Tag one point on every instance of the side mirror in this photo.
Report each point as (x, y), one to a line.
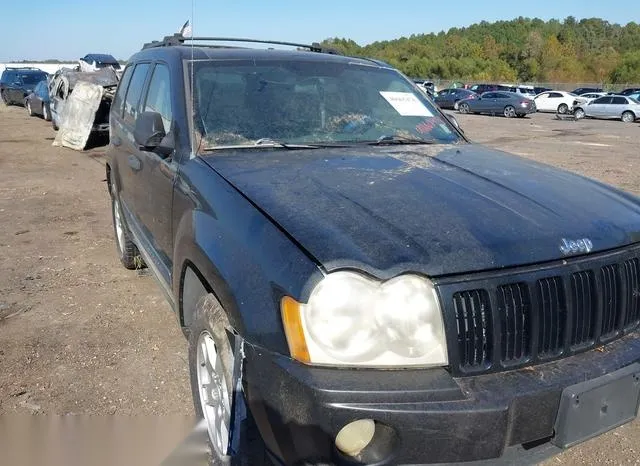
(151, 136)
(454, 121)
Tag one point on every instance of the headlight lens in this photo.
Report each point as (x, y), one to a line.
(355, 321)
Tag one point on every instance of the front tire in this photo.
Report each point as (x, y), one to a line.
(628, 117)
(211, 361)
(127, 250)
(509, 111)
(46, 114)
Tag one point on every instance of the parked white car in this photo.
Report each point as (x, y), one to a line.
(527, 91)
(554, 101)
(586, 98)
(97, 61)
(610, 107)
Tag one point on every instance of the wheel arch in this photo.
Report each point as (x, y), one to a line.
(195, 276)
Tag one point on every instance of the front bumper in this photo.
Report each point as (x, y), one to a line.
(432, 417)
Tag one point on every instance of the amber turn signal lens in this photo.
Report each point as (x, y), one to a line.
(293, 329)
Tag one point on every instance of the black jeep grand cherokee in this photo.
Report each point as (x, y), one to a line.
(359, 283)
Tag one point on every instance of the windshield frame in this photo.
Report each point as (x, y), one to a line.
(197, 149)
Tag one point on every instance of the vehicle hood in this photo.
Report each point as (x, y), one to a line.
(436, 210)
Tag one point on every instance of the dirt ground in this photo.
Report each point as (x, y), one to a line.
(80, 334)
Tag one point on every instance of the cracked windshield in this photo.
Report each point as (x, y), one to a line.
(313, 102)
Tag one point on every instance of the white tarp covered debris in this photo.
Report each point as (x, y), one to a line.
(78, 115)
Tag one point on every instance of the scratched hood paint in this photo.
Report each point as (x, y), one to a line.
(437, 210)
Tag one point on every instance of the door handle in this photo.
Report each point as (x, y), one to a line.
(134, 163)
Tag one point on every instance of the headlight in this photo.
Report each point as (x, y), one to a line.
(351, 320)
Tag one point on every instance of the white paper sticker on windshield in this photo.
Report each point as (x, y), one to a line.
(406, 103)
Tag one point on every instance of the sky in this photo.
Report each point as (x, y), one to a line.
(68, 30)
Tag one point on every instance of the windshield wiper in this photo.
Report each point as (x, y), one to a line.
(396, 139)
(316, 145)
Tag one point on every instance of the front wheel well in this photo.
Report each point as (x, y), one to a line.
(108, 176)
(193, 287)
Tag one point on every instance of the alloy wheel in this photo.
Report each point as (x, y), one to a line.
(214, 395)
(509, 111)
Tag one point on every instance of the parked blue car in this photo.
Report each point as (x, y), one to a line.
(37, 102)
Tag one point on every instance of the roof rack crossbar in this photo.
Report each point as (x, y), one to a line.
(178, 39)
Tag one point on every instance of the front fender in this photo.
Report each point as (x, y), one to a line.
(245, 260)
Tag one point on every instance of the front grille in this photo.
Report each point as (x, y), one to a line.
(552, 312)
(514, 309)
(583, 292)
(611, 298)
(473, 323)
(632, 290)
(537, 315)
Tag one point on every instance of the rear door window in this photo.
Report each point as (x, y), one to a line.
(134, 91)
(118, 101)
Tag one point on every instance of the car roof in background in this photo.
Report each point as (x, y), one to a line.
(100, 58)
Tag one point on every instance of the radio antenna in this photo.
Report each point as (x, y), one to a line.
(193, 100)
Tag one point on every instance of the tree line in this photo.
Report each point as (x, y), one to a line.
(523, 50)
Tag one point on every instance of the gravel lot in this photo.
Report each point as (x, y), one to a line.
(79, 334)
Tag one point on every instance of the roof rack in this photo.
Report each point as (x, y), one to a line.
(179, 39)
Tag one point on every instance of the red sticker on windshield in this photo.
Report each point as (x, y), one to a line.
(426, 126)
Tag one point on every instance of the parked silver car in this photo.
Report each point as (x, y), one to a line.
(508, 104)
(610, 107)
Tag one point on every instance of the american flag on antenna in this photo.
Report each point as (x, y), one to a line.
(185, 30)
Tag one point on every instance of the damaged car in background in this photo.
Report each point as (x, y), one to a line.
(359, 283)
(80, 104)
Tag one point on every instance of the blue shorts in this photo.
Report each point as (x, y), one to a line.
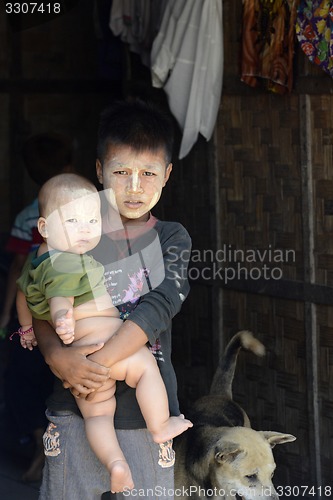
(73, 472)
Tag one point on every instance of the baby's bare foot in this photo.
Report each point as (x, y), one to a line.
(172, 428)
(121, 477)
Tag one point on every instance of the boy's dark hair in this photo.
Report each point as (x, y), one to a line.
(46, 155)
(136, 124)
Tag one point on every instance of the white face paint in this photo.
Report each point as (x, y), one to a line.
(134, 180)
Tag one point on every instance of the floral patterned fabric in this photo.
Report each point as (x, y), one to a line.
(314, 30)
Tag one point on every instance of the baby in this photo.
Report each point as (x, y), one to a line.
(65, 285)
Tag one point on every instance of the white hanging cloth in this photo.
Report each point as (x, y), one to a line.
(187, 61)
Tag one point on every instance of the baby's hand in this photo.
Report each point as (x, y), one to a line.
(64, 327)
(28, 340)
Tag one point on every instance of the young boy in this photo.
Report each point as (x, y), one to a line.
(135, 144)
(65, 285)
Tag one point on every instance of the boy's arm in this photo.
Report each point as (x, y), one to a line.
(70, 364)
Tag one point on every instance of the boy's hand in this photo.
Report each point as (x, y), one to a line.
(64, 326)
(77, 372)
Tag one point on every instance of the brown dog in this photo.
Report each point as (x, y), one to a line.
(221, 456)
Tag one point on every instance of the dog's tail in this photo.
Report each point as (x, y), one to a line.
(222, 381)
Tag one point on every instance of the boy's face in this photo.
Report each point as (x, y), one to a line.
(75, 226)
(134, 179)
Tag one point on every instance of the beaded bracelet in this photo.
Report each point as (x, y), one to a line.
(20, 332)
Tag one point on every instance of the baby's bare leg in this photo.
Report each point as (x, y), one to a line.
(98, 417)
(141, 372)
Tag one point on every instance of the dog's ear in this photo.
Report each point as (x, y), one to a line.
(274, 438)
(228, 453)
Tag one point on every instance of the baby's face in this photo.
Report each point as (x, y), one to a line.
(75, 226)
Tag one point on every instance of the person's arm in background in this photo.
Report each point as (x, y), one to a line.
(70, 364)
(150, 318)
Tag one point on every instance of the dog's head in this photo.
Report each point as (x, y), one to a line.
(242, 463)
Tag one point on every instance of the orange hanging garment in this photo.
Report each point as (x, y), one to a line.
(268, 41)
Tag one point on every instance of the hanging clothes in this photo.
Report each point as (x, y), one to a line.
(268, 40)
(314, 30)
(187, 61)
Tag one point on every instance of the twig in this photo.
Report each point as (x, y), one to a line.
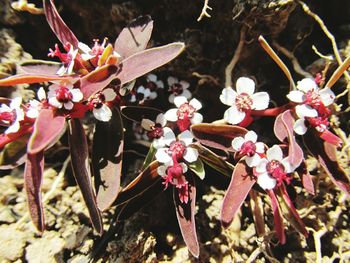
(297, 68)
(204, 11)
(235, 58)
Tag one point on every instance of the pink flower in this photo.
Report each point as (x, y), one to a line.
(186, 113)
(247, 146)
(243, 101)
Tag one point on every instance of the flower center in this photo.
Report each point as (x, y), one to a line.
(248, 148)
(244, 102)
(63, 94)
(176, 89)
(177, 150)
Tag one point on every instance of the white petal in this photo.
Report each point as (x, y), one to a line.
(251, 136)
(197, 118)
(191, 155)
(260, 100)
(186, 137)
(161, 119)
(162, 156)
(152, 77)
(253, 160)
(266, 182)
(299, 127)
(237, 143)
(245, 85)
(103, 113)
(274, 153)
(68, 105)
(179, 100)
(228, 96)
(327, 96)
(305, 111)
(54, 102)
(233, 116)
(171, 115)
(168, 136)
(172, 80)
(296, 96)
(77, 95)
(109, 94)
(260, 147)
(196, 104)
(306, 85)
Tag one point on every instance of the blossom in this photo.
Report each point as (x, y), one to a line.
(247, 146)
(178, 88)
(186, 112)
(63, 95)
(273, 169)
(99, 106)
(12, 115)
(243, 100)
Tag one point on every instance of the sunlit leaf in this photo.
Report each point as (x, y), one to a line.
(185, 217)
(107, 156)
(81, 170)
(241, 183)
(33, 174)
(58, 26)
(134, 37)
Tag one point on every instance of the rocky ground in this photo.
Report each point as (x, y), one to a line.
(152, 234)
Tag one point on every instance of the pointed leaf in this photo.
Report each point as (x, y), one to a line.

• **BRIEF**: In the entries above, take the line containing "Tag one point on every instance of the blossom" and each later line through the last, and repeat them exactly. Output nothing else.

• **COMPLETE OUTPUT**:
Tag one point on every instance of the blossom in this photo.
Report each point as (x, y), one to a line.
(247, 146)
(178, 88)
(186, 112)
(63, 95)
(273, 169)
(99, 106)
(12, 115)
(243, 100)
Tag one point on every instance of the sunlit leaf in this photo.
Report each point as (x, y), one to a line.
(185, 217)
(107, 156)
(81, 170)
(241, 183)
(33, 174)
(58, 26)
(134, 37)
Tag one point on every instance of the rocky ground in this photo.
Report each point as (x, y), one to a line.
(152, 234)
Tag one point on every instance of the pointed leaf in this photo.
Report each point as (x, y), one to a line.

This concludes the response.